● Challenge A
Identify each line of the entries below that contains the string "piece" and copy those lines.

● Page excerpt

Ships pay hundreds of thousands of dollars based on weight. Cruise ships pay by number of cabins. A small sailboat might pay $1000, a freighter $300,000
Our ferry tethered to another ferry and a sailboat as we approached the gates.
Here you can see one of the lines tossed to the adjacent ship and secured.
Most of the channels have two sets of gates as a safety measure. In the case of the Gatun Locks, if the gate was damaged, the lake would totally drain into the Atlantic Ocean.
Our "buddy" sailboat somehow became untethered from our group, swinging and almost hitting the wall and even the gate. They finally maneuvered behind us and got turned around so they could tie up with us again. The gates were not opened until they did this. A moment of excitement.
The Culebra Cut (now called Gaillard Cut) was the area most badly flooded by the Chagres River. The French never conquered the challenge as landslides in the rainy season covered over all of their hard digging work. Even today, it is not a very wide passage.
We returned by bus from Balboa port (part of Panama City) to our ship in Colon about 7 p.m. The Super Bowl was playing on the big screen above the pool.
Feb. 4th Limon, Costa Rica
This poor city on the Atlantic Coast mostly grows and exports bananas. There were excursions to zip line thru the rain forest, ride small boats in canals thru the forest in hopes of seeing animals and birds, a visit to a sloth sanctuary, but we chose to go to Veragua Rain Forest research center and park.

● Challenge B
According to the canal travel excerpt, what is the Culebra Cut now called?

Pointing dataset records

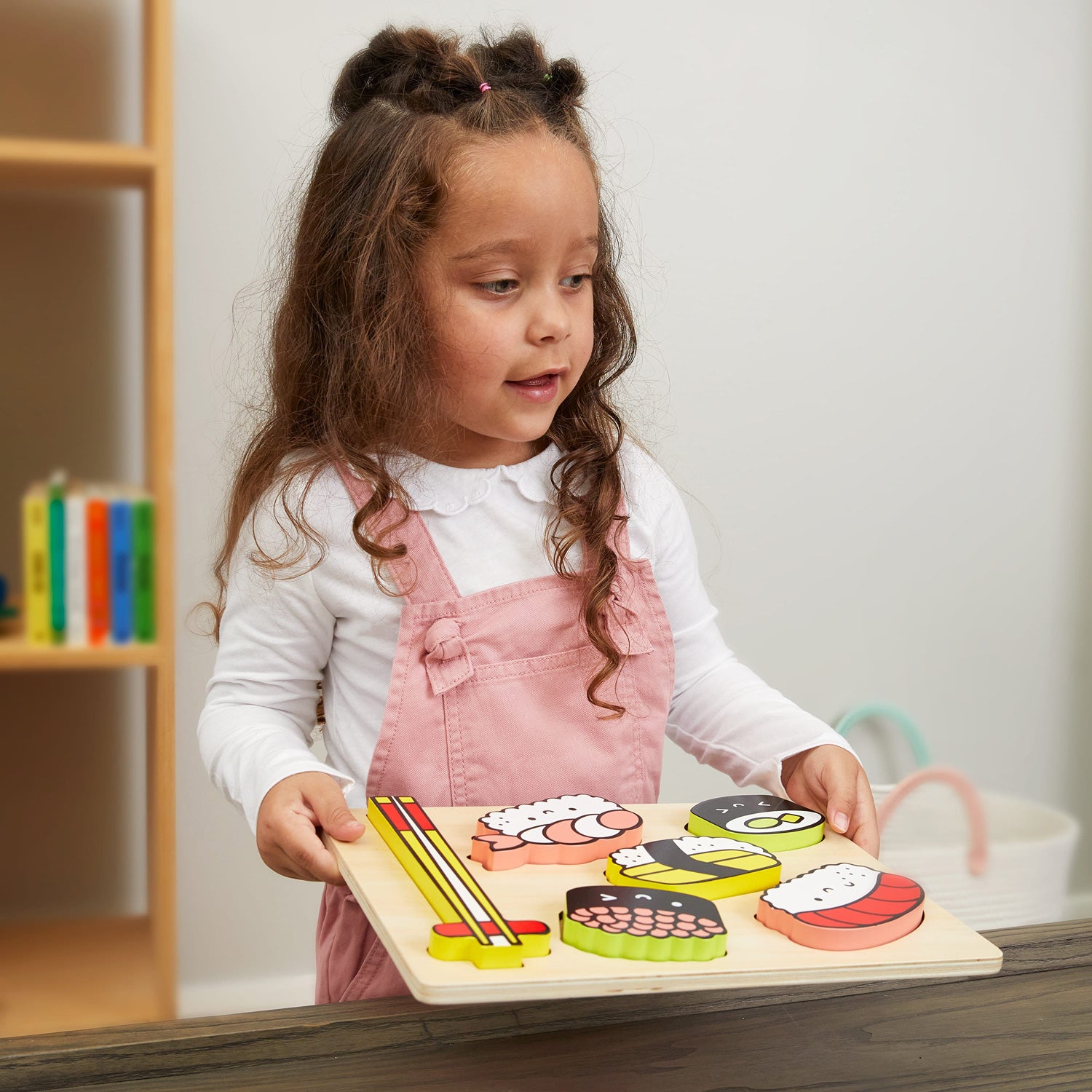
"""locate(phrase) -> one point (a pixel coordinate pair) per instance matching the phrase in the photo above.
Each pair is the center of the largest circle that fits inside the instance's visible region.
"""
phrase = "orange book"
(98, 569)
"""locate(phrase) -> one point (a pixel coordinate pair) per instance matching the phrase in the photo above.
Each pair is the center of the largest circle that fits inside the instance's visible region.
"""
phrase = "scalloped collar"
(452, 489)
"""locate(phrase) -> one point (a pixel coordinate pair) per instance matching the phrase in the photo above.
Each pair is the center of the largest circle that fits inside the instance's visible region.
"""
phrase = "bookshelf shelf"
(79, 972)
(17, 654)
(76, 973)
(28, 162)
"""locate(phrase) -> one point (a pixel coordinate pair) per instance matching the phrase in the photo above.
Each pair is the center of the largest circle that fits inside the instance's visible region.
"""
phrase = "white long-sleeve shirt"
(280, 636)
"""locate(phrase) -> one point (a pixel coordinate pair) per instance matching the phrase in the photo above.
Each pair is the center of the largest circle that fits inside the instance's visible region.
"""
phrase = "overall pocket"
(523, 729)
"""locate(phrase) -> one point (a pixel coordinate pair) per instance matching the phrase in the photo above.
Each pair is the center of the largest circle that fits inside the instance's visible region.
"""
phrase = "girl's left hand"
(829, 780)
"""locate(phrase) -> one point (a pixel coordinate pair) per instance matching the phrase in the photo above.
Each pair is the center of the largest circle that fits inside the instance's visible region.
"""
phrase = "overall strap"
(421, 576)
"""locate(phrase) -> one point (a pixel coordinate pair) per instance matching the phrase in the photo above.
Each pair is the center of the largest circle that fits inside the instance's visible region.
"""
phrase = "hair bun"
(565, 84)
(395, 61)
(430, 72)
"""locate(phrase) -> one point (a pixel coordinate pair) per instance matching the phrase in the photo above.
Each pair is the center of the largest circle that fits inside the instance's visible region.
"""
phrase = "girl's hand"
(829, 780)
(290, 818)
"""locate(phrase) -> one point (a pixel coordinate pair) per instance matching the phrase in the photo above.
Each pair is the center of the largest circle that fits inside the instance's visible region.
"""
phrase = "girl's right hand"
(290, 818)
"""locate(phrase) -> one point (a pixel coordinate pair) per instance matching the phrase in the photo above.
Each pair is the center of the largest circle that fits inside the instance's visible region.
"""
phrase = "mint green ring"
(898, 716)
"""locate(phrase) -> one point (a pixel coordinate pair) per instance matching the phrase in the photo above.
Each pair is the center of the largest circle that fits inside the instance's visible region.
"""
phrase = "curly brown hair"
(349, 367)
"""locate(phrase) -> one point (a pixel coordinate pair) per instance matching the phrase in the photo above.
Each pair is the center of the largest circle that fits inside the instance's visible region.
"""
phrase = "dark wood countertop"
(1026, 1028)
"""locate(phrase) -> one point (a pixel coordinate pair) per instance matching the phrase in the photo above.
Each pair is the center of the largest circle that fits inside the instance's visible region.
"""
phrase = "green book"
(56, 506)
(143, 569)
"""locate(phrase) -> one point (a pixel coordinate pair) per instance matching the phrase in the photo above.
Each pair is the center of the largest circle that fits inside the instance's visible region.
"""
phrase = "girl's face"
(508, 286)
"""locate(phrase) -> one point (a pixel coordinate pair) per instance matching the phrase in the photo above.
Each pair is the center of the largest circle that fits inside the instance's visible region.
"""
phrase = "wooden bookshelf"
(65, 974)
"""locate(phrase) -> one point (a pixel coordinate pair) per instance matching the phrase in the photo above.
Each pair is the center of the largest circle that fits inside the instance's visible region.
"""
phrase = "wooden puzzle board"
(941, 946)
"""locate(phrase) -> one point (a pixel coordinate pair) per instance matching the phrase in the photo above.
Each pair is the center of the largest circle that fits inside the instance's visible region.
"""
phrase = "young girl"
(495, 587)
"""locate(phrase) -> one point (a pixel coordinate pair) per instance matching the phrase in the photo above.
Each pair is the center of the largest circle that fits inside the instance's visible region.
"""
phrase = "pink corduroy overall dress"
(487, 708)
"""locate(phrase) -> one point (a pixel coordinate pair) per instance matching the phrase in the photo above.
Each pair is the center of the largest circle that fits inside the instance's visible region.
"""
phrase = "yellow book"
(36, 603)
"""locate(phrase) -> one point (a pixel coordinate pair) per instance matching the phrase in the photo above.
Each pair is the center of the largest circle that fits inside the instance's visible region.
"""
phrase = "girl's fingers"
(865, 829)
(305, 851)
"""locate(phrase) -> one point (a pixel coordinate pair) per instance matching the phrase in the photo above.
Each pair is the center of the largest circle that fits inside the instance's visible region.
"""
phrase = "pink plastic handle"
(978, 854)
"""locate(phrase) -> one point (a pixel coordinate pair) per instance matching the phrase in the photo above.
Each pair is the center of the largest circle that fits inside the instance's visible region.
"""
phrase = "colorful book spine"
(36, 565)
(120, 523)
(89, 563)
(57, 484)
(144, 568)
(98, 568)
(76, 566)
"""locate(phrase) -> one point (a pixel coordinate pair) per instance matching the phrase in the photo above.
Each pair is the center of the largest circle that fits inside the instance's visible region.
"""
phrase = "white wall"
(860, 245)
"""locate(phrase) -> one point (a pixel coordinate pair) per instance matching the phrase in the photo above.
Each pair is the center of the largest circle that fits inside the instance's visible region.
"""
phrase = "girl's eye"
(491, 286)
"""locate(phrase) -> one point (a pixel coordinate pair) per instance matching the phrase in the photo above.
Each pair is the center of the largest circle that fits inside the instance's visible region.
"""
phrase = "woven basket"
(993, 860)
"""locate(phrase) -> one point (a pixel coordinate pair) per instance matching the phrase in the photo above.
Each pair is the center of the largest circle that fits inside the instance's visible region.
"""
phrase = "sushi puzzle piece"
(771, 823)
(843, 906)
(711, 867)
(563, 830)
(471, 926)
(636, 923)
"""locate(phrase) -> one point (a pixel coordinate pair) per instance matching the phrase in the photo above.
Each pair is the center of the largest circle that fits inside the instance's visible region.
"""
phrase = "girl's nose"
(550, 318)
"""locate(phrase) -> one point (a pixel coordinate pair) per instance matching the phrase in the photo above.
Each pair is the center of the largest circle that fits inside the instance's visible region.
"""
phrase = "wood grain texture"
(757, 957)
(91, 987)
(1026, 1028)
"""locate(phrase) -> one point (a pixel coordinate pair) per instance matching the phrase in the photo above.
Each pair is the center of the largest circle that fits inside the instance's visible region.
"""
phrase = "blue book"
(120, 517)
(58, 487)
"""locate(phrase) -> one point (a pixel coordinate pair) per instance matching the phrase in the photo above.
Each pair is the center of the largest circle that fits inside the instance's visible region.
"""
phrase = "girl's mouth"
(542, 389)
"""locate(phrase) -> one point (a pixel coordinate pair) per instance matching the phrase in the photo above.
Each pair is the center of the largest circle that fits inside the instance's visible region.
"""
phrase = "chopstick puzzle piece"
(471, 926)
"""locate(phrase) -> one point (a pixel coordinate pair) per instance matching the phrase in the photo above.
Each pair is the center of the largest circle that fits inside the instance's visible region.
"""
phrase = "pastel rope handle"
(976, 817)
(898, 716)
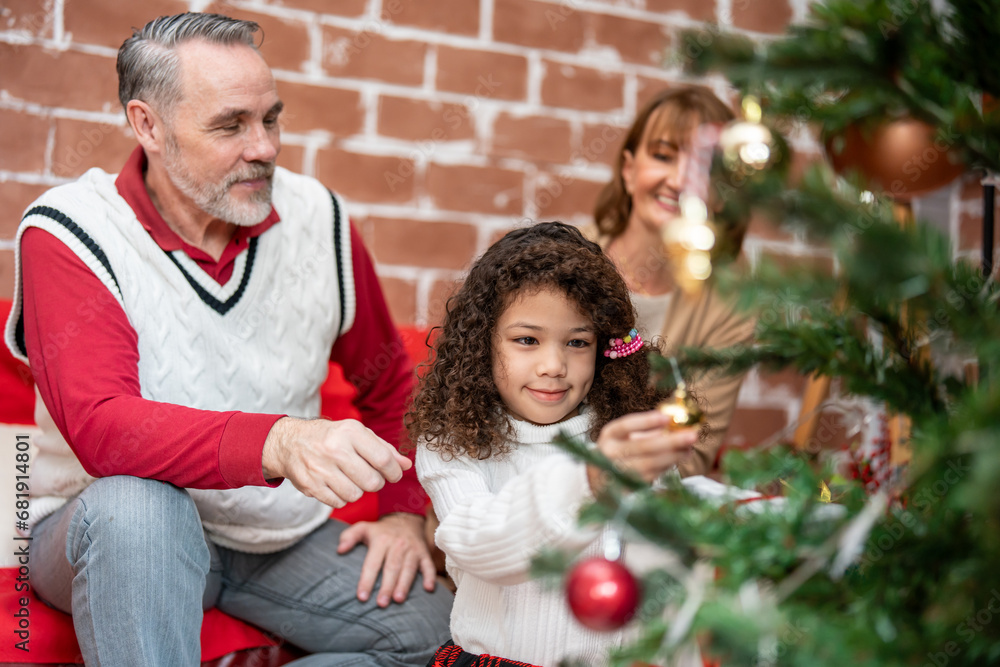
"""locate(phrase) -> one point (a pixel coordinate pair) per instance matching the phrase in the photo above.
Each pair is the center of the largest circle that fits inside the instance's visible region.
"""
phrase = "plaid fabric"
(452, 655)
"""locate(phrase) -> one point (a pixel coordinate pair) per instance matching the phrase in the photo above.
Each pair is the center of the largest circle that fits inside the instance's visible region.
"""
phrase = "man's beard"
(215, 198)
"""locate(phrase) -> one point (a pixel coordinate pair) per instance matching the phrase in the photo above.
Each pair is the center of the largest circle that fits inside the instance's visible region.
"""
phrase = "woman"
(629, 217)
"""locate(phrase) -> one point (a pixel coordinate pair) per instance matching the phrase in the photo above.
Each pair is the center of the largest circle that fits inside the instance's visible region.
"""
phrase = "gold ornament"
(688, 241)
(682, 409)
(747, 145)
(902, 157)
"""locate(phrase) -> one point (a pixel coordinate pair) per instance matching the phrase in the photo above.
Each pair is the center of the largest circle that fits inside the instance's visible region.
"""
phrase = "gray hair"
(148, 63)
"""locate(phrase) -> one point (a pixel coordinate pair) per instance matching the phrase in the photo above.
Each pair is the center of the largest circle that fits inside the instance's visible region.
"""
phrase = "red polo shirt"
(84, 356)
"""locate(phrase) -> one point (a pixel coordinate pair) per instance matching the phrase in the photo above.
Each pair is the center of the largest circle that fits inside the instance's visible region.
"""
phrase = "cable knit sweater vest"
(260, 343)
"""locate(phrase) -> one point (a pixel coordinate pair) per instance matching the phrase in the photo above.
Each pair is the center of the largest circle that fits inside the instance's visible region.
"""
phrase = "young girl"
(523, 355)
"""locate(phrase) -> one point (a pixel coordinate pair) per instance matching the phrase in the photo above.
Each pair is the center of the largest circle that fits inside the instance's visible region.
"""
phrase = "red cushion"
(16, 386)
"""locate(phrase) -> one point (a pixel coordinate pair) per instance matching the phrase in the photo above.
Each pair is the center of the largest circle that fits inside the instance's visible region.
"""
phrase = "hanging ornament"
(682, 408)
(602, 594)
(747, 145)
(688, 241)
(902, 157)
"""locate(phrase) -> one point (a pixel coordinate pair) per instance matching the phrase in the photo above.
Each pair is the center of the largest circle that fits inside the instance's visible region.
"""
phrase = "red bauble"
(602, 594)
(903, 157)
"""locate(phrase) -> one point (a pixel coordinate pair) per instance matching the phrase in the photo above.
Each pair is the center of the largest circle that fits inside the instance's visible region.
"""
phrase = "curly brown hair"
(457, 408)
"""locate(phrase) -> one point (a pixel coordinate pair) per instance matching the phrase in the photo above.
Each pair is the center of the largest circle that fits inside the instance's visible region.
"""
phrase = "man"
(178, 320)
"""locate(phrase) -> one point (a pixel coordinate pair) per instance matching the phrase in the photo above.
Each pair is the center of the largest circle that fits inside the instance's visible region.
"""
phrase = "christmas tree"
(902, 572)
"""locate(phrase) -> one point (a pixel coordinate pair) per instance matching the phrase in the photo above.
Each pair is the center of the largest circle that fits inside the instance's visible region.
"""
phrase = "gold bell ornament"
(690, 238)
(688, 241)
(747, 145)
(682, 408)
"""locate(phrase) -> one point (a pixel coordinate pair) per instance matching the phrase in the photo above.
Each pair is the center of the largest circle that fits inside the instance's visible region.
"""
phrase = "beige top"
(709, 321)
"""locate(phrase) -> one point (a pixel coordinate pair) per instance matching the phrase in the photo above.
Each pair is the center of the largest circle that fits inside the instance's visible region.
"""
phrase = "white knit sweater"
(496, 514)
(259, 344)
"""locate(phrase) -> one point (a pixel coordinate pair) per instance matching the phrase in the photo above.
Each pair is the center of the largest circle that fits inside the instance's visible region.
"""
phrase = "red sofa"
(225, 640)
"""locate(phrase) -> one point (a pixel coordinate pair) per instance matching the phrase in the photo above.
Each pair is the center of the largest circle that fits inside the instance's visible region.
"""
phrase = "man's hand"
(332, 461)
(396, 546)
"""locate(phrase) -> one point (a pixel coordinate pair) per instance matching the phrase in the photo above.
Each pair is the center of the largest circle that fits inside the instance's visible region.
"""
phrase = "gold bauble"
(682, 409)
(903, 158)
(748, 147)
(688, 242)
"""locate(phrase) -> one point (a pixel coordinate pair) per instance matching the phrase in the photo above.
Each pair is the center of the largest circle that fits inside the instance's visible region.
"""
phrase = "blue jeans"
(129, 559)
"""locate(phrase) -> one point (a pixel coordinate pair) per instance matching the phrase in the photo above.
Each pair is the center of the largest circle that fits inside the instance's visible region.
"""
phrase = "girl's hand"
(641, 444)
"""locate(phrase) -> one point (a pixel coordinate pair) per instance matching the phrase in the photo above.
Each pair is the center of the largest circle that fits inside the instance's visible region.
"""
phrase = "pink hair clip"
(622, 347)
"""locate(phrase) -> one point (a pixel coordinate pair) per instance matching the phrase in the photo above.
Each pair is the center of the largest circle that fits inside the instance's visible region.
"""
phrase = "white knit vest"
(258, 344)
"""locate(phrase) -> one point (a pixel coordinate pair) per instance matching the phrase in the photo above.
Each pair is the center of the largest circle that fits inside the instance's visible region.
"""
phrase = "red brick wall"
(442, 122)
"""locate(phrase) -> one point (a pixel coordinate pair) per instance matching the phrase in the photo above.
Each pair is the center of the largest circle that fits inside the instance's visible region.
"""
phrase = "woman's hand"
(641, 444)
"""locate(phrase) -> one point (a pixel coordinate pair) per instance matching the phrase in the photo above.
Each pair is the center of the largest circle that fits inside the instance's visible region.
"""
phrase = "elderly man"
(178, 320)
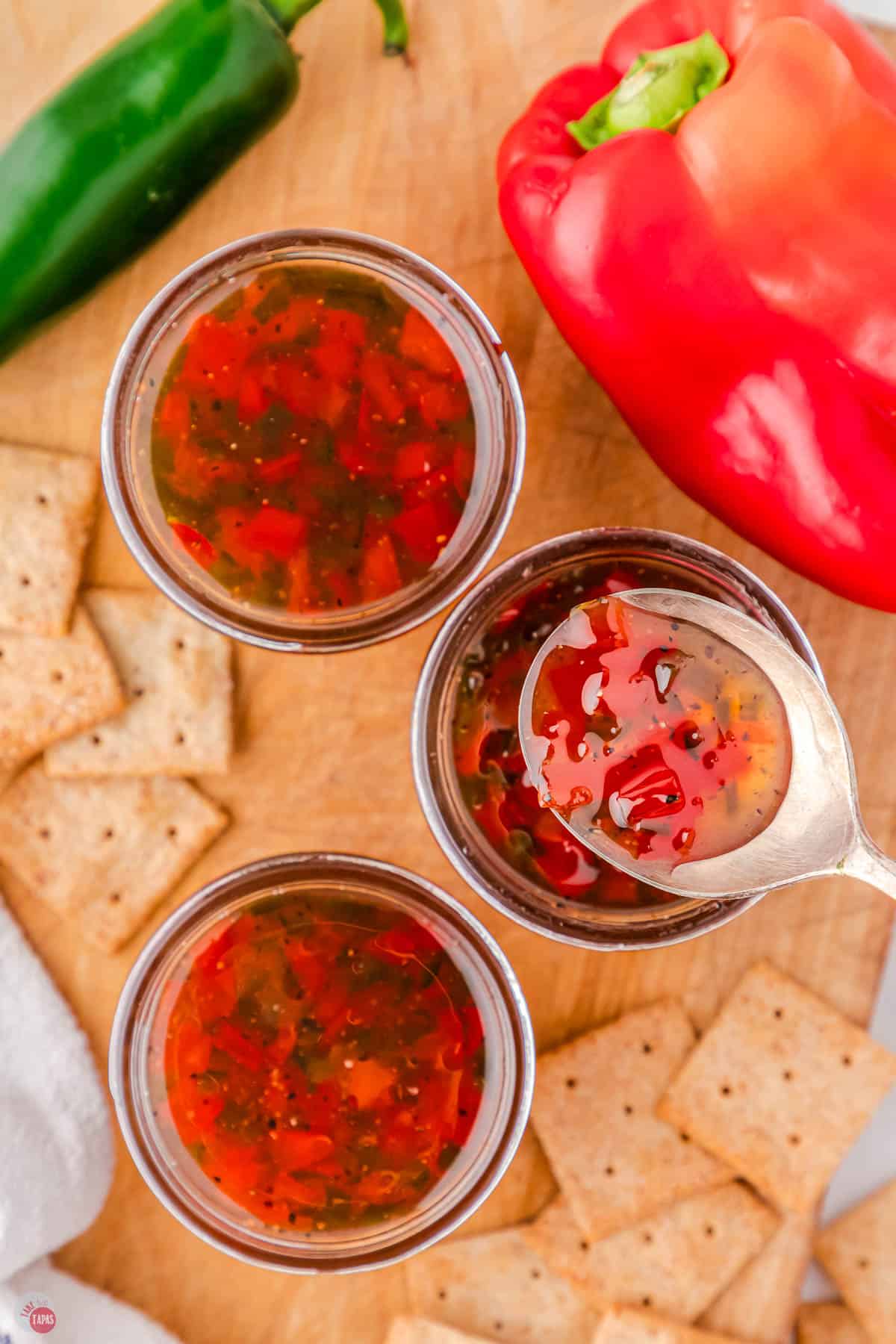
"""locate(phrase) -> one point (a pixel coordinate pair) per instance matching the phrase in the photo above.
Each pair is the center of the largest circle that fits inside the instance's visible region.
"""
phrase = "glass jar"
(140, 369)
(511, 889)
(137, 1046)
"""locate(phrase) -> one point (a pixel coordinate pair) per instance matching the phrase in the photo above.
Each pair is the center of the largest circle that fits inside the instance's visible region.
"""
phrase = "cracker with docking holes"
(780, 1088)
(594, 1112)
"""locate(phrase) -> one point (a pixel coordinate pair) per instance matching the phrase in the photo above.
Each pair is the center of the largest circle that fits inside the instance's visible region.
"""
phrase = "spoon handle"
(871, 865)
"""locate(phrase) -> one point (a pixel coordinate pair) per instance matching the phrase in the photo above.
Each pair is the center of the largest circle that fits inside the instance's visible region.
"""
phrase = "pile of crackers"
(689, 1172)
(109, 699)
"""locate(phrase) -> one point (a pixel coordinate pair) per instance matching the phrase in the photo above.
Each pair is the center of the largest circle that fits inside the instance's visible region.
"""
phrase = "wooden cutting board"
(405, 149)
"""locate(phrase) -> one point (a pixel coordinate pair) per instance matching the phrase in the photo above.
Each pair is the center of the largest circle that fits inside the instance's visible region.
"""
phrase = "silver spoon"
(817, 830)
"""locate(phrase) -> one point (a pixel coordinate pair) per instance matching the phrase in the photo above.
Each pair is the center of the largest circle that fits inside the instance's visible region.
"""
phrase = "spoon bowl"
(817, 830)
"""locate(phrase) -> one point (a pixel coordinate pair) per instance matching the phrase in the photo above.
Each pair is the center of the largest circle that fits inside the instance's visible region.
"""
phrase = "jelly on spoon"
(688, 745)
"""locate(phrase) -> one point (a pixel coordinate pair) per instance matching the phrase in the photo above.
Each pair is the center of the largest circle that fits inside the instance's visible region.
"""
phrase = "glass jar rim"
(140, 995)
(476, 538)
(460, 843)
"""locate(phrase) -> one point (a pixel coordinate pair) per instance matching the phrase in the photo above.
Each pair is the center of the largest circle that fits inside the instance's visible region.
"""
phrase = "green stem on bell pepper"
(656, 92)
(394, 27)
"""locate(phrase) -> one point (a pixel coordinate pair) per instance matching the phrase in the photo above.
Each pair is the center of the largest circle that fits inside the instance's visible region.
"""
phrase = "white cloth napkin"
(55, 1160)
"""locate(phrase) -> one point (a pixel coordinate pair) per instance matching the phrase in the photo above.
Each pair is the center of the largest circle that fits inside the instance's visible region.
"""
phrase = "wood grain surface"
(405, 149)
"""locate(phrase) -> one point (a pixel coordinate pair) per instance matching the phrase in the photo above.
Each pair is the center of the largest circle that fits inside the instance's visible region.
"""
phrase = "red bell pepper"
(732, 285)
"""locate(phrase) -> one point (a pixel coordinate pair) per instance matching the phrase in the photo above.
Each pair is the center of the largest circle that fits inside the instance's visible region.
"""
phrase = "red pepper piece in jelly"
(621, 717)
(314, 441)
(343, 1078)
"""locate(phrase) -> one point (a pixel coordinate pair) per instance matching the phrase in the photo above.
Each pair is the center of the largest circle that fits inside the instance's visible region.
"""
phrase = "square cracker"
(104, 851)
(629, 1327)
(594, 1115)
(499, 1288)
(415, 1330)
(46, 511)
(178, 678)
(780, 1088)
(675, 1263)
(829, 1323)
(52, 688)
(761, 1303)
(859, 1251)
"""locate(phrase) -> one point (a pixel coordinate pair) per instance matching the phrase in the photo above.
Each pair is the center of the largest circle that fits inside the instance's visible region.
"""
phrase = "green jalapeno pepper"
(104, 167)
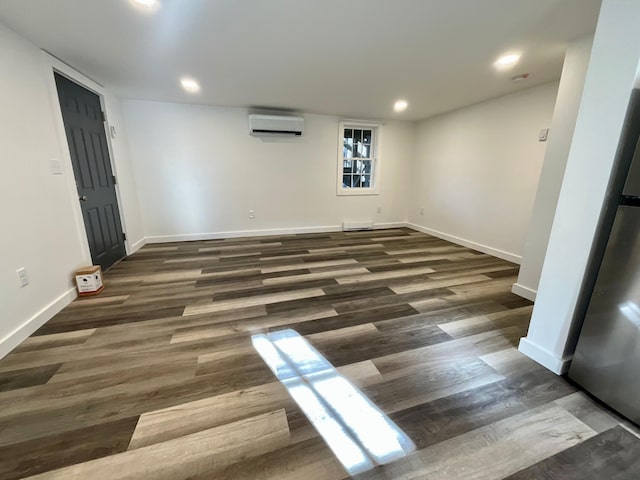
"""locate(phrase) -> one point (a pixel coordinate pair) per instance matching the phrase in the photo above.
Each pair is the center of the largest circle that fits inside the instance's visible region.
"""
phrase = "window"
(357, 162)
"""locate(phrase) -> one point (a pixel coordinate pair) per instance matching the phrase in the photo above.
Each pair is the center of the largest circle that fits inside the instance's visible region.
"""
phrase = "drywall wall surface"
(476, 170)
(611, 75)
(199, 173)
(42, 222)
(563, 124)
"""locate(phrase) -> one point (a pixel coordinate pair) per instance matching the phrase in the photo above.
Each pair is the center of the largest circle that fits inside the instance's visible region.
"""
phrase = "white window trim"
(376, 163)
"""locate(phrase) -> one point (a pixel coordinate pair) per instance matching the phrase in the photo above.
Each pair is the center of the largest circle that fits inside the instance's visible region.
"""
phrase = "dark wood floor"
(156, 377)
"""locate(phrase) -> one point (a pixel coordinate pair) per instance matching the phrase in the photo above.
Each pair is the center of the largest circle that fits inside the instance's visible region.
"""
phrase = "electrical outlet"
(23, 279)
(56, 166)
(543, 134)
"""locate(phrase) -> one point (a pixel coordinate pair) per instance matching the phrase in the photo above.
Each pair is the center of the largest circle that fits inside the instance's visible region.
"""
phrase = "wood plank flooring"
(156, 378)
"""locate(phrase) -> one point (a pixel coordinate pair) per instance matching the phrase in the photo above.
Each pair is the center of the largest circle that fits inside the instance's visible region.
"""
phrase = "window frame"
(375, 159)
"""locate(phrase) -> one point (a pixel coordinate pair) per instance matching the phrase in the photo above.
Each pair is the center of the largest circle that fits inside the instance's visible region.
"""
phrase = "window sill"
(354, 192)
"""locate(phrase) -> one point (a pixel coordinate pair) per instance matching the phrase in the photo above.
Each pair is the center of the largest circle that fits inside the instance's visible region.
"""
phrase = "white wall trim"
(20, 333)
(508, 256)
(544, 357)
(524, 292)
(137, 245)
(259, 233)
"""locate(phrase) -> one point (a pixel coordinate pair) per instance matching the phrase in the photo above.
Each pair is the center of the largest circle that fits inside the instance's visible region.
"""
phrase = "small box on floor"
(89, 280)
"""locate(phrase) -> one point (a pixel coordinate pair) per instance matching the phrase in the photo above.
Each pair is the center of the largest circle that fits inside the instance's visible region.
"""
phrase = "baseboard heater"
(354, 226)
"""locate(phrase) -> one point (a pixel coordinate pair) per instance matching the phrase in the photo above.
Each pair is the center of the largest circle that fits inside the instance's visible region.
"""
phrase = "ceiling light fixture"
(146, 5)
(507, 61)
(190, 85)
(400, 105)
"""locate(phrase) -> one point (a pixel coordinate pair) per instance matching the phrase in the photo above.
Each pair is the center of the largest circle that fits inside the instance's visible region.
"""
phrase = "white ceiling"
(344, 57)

● Exercise response A
phrase = "sushi puzzle piece"
phrase = "chopstick puzzle piece"
phrase = "red pepper piece in jelly"

● Exercise response B
Gaillard Cut